On l’appelle le “Rabbin rebelle d’Israël”. Descendant d’une lignée rabbinique prestigieuse d’Algérie, Rabbin orthodoxe, natif d’Oran —il a fait son Aliya avec sa famille à l’âge de 11 ans—, Haïm Amsalem est l’auteur de plusieurs ouvrages de Halakha. Son franc-parler déconcertant et ses prises de position vitrioliques continuent de susciter de vives polémiques en Israël et la colère des plus hautes autorités religieuses juives orthodoxes du pays.
Le Rav Haïm Amsalem a été député du Shass pendant huit ans avant de se rebeller contre les dirigeants de ce parti ultra-orthodoxe et son fondateur, feu le Rabbin Ovadia Yossef. Il est actuellement membre du parti Bait Yehoudi de Naftali Bennett.
“L’ultra-orthodoxie intransigeante du Grand Rabbinat et sa vision éculée, totalement déconnectée des réalités sociales de l’Israël d’aujourd’hui, sont en train de mener le pays à sa perte”, lance-t-il en entrevue depuis Jérusalem, dans un français impeccable.
Une voix et une pensée tonitruantes dans le monde religieux israélien.
Le Grand Rabbinat d’Israël a établi dernièrement une liste noire de Rabbins de la Diaspora, dont plusieurs sont orthodoxes. Comment avez-vous réagi à la diffusion de cette liste?
Cette liste noire déshonore le judaïsme et le peuple juif. En tant que Rabbin ayant œuvré pendant plusieurs années au sein du Grand Rabbinat d’Israël, je peux vous assurer qu’aujourd’hui cette institution n’est plus légitime. Elle n’a pas le droit de parler au nom de la Torah. Ces dernières années, la réputation du Grand Rabbinat a été sérieusement ternie par des scandales de corruption. En février dernier, l’ancien Grand Rabbin ashkénaze d’Israël, Yona Metzger, a été condamné à trois ans et demi de prison pour corruption. De quel droit le Grand Rabbinat d’Israël s’est-il permis de dresser une liste noire pour stigmatiser des Rabbins de la Diaspora, dont un bon nombre sont orthodoxes? Ce n’est pas de l’orthodoxie, c’est de l’hétérodoxie!
Donc, selon vous, aujourd’hui, le Grand Rabbinat d’Israël serait une institution en déclin. 
Le Grand Rabbinat d’Israël ne reconnaît pas la majorité des communautés juives de la Diaspora. Donc, moi j’appelle ces communautés à ne pas reconnaître non plus le Grand Rabbinat d’Israël. Qui a décidé que le Grand Rabbin d’Israël est le Grand Rabbin du monde? Aujourd’hui, en Israël, des centaines de Rabbins exercent pleinement leurs fonctions sans être affiliés au Grand Rabbinat. Dans les quatre coins du pays, des tribunaux rabbiniques gèrent de multiples dossiers —cacherout, conversions, mariages, enterrements…— sans être sous l’égide du Grand Rabbinat. Le monopole exercé par cette institution depuis plusieurs décennies est en train de s’effriter. En Israël, malheureusement, aujourd’hui, plus que jamais, la politique et le Grand Rabbinat sont étroitement liés. Cette relation très malsaine contribue à ternir la crédibilité de cette institution.

▸ Consigne a
D'après l'extrait, pendant combien de temps Haïm Amsalem a-t-il été député du Shass ?
L'extrait et les enregistrements n'ont aucun lien entre eux.

▸ Enregistrements fournis
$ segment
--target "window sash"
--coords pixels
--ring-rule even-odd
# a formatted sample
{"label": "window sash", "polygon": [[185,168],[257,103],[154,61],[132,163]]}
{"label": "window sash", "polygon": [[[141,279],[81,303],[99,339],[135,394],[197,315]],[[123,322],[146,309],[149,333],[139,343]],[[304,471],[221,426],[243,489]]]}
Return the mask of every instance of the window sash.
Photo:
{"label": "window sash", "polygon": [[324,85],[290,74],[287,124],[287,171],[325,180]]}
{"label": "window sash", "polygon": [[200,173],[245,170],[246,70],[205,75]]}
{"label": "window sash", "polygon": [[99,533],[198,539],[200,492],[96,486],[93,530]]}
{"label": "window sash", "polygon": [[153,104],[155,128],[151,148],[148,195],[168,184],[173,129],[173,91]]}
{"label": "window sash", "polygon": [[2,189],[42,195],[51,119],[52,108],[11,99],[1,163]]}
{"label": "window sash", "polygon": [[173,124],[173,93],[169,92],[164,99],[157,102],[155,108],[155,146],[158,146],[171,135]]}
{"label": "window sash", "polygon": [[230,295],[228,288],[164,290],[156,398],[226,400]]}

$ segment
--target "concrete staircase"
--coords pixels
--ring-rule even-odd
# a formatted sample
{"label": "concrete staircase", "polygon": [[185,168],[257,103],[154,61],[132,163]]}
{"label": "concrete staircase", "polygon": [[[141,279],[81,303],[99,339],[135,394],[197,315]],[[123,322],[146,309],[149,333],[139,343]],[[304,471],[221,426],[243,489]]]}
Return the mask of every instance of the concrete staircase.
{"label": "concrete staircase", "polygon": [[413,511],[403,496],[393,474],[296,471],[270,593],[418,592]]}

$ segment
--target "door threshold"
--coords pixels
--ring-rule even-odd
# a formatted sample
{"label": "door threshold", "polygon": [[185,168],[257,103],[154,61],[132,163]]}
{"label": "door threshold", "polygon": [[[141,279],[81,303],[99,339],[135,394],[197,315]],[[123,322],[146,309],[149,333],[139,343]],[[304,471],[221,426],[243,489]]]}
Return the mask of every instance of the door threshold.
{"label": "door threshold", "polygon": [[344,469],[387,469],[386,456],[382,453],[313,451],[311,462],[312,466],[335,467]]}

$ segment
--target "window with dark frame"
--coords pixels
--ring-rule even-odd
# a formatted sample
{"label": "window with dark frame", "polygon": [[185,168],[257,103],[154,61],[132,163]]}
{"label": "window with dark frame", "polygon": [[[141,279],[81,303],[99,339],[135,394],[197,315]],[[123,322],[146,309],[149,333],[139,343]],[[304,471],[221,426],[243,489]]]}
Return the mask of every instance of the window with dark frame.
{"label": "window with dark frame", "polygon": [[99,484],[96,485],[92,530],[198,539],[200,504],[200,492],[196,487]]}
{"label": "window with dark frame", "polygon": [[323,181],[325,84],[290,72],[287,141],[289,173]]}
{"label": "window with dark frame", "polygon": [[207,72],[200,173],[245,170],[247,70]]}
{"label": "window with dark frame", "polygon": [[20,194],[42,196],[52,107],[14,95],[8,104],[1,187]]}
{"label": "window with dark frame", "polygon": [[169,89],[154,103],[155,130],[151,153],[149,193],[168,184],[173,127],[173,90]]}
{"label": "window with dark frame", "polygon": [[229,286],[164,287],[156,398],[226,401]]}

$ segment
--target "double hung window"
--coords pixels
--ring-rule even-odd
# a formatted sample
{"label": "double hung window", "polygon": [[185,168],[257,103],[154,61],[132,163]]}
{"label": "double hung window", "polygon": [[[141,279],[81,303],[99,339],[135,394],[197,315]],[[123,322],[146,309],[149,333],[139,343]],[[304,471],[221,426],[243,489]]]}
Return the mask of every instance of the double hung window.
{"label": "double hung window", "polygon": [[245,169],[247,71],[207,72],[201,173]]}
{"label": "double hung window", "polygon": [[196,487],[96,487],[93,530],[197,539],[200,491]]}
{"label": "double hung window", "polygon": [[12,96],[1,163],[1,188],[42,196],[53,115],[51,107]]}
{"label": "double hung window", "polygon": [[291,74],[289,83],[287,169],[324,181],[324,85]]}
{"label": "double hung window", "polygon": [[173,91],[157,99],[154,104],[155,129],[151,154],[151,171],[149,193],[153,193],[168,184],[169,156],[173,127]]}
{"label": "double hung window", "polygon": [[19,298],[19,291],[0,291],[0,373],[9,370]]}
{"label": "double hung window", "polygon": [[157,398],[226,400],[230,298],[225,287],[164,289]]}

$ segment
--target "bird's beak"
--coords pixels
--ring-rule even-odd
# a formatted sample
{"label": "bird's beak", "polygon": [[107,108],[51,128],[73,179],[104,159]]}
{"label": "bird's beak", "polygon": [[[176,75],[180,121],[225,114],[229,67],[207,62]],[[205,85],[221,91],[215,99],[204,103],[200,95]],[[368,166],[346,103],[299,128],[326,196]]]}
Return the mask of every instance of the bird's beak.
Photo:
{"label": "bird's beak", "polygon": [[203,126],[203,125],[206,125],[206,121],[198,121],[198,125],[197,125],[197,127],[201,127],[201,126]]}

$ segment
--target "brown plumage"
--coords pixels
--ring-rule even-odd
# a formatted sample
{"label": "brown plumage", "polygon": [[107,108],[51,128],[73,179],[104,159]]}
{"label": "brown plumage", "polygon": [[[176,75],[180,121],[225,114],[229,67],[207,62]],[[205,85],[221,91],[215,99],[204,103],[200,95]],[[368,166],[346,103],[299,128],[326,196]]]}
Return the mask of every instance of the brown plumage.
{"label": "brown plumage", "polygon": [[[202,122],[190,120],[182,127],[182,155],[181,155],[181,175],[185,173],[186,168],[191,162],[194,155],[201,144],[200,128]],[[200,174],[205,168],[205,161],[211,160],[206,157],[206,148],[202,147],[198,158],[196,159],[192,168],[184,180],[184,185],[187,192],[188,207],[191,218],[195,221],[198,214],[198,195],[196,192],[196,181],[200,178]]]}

▸ Consigne b
Relevez chaque ligne des enregistrements qui contient le mot « instance », en tenant compte de la casse.

▸ Bonne réponse a
Pendant huit ans.

▸ Bonne réponse b
Return the mask of every instance of the window sash.
Return the mask of every instance of the concrete staircase.
Return the mask of every instance of the door threshold.
Return the mask of every instance of the window with dark frame.
Return the mask of every instance of the double hung window.
Return the mask of every instance of the bird's beak.
Return the mask of every instance of the brown plumage.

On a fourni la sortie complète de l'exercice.